## PAGE EXCERPT
• • • • • • •
In conclusion, it is impossible to separate the embedded software from the product and limit the product liability, as mentioned in Section 4.1, based on the legal definition of software. For example, just as the mast and hull of a sailing ship are interconnected as compound and appurtenance, the autonomous ship is comparable to the compound and embedded software to the appurtenance.

4.3. Advancement to RQ No. 3

In this subsection, a legal review is performed to determine whether software pertains to the product in which it is embedded under the Product Liability Act and, if it does, who assumes the legal responsibility when the user or a third party sustains extended damage due to a fault or defect in the embedded software. As discussed in Section 4.1 and Section 4.2, embedded software does not have an independent function in itself but performs the dedicated functions only when it is embedded in a specific predetermined product or hardware. In this sense, it is desirable to recognize the product property of embedded software by considering the embedded software as an independent movable property.
In the future, for damages caused by a fault or defect in software embedded in products based on multiple state-of-the-art technologies such as autonomous ships, shipowners will be expected to prove the intentional torts and negligence to the manufacturer in real time with respect to the defects during operation. In addition, the shipowner must make up for the loss by structuralizing the process of claiming damages from the product manufacturer by virtue of “liability without fault”, the core principle of product liability.
Eventually, the problem of defects in embedded software should be resolved in the form of compensation for damages by default or liability for defects based on the internal subcontracting arrangement between the shipyard, the manufacturer of autonomous ships, tangible material, and the embedded software equipment company.

4.4. Advancement to RQ No. 4

Article 60 (Defect Warranty Obligations for Software Projects) of the Software Promotion Act, which is a prime example of terrestrial cases, stipulates that a software business entity, which has entered into a software project contract with a state agency, shall bear warranty obligations for defects that occur within one year from the projection completion date (i.e., the date of delivery of the final software output upon completion of tests and inspections of the project), with a proviso that if the state agency has separately placed an order for a software project under Article 44(3), the contracting parties may otherwise determine the defect warranty obligations.
• • • • • • •
## PROBLEMS TO SOLVE
1. In the excerpt on embedded software liability, why is it considered desirable to recognize embedded software as having the property of a product?
2. Continue the excerpt on embedded software liability from the point where it stops.
• • • • • • •
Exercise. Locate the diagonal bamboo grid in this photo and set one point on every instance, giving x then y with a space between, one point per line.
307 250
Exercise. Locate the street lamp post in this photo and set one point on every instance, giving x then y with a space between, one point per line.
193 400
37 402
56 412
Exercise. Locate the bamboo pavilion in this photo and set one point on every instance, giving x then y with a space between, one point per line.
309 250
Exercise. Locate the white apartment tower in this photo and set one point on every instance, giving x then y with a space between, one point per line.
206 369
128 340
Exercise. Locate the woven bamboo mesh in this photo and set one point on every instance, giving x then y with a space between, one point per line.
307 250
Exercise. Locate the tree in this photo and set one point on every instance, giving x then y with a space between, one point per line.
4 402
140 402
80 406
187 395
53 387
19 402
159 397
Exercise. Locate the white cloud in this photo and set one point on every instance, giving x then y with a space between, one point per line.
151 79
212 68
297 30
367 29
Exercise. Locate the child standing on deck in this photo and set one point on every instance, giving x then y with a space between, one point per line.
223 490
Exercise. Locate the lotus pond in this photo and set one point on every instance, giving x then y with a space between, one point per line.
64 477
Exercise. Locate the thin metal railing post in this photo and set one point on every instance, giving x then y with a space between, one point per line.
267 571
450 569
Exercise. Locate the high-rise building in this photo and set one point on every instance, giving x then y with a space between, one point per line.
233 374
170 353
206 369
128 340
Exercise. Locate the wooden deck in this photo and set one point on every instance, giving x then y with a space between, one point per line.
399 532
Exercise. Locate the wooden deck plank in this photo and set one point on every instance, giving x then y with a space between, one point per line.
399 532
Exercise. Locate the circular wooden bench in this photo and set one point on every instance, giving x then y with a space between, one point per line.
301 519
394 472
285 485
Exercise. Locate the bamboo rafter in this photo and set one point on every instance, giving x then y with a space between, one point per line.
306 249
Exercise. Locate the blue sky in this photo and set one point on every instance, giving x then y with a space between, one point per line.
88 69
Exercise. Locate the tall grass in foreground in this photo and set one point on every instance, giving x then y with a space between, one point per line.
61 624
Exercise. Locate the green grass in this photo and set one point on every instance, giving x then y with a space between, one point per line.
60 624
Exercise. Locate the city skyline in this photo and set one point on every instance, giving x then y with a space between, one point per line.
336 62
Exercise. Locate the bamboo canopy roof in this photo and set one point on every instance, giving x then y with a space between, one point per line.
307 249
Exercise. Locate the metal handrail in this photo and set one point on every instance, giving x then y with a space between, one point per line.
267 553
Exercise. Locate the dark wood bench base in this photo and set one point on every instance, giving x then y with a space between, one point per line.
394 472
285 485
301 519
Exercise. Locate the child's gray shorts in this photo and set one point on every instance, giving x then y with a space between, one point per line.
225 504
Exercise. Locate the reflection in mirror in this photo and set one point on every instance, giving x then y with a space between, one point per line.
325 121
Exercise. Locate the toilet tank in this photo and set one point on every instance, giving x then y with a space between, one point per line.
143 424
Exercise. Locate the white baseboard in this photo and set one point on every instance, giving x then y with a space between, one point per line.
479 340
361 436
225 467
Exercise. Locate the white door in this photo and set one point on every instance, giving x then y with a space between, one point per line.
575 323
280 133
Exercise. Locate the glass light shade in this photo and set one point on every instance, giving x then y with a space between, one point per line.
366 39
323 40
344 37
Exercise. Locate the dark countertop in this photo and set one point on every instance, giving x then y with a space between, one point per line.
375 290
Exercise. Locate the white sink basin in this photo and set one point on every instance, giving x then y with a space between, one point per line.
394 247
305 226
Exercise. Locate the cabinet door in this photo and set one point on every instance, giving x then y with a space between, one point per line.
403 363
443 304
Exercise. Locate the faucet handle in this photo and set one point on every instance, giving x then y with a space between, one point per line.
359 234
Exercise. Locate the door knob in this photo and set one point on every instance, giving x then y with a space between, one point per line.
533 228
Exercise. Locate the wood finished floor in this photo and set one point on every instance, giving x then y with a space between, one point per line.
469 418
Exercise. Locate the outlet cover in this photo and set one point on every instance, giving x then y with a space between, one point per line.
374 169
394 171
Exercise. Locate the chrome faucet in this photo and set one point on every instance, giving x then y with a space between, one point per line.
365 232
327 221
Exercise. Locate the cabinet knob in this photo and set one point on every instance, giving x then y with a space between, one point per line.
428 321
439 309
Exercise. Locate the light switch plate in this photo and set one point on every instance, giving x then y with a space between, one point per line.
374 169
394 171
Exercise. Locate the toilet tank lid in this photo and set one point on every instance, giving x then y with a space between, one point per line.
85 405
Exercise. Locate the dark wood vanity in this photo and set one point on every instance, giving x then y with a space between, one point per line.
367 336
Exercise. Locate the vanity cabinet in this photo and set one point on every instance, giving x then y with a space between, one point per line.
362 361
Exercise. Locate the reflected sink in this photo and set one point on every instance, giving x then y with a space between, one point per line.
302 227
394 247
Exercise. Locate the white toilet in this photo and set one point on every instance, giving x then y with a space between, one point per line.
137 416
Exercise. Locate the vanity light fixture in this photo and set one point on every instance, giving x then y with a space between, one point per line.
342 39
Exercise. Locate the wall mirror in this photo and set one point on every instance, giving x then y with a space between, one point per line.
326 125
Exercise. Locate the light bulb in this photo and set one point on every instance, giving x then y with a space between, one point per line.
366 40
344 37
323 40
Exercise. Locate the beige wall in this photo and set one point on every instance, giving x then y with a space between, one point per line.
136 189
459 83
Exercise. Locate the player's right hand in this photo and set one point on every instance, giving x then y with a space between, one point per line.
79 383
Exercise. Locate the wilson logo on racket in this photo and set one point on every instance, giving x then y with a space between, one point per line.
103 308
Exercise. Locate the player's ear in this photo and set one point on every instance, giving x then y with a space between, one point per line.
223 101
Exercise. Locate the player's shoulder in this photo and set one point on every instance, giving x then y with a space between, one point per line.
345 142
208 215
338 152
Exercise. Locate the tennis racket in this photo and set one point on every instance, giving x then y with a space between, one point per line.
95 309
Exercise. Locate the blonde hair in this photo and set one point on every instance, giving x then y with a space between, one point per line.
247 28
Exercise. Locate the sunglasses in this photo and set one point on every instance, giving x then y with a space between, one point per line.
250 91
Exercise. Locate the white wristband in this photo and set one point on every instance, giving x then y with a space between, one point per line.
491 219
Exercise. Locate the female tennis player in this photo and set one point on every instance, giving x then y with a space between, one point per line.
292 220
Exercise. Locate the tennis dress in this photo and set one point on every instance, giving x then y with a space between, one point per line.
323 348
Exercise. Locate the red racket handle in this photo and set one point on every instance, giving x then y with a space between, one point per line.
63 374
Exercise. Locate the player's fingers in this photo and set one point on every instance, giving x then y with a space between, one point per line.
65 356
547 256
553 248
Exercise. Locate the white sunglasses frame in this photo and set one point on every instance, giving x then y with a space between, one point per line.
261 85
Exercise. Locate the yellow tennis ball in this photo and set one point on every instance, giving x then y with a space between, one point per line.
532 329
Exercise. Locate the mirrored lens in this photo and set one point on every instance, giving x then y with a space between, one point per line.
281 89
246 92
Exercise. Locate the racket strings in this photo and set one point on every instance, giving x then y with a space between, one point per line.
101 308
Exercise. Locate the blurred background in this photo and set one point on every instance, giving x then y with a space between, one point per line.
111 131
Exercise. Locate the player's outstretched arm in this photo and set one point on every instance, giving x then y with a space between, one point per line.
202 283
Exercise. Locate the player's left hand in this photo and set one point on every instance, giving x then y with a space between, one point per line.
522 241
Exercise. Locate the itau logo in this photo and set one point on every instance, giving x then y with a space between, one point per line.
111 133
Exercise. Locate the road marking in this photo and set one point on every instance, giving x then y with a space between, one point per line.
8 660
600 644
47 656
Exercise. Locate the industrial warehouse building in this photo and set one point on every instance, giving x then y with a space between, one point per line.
• • • • • • •
## RESPONSES BY TASK
1. Embedded software has no independent function of its own. It performs its dedicated functions only when it is embedded in a specific, predetermined product or hardware, so it is desirable to treat it as an independent movable property with product status.

2.
The duration of warranty obligations set at one year, compared to two years for hardware or general projects, is opposed as being against equity among business operators. Furthermore, in Article 7(1) of the Product Liability Act of Korea, the right to claim damages expires three years after the date on which the victim becomes aware of the damage. For example, considering the legislative purpose of the Product Liability Act, if the governing law for contracts and insurance related to autonomous ships is designated as that in Korea, the shipowner and victim should check whether the period for warranty obligations is included in the shipbuilding contract. In addition, from the perspective of the shipowner, it is desirable to insert a clause regarding the effective period of warranty based on a separate agreement with the shipyard in preparation for the risk from defects in the embedded software system of the autonomous ship.
Shipbuilding contracts such as the SAJ Form, the AWES (Association of European Shipbuilders and Shiprepairers) Form, BIMCO (Baltic and International Maritime Council), and NEWBUILDCON 2008 (standard newbuilding contract), all typical examples of maritime contracts, stipulate that the shipyard should repair every fault or defect within one year after delivery to the shipowner, set as the period of warranty for new ships. However, whether this clause should be applied to design software defects is still a topic for discussion, given that most of the physical defects are associated with construction defects, and, as seen in the UK case of Aktiebolaget Gotaverken v Westminster Corporation of Monrovia and Anor (1971) 2 Lloyd’s Rep 505, Donaldson J. of Queen’s Bench Division (Commercial Court), which “…required good workmanship both in the design and the execution” and extended the scope of defects from physical to non-physical elements. Swedish Shipbuilders’ Association General Regulations (1956) no. 11 and 13 relate to whether the ship-repairer is liable for the detention of the vessel that is under repair in the shipyard. The Commercial Court considered that the repair shipyard had a warranty of obligations in respect of defects or deficiencies of material, workmanship, and shipyard design errors; any shipbuilding design error should be held accountable as a manufacturing problem, and, therefore, there was no reason for it to be covered by the warranty clause. Notwithstanding the Commercial Court judgment, the parties provided expressly that the builder’s warranty covers defects resulting from design faults in the duration of warranty obligations.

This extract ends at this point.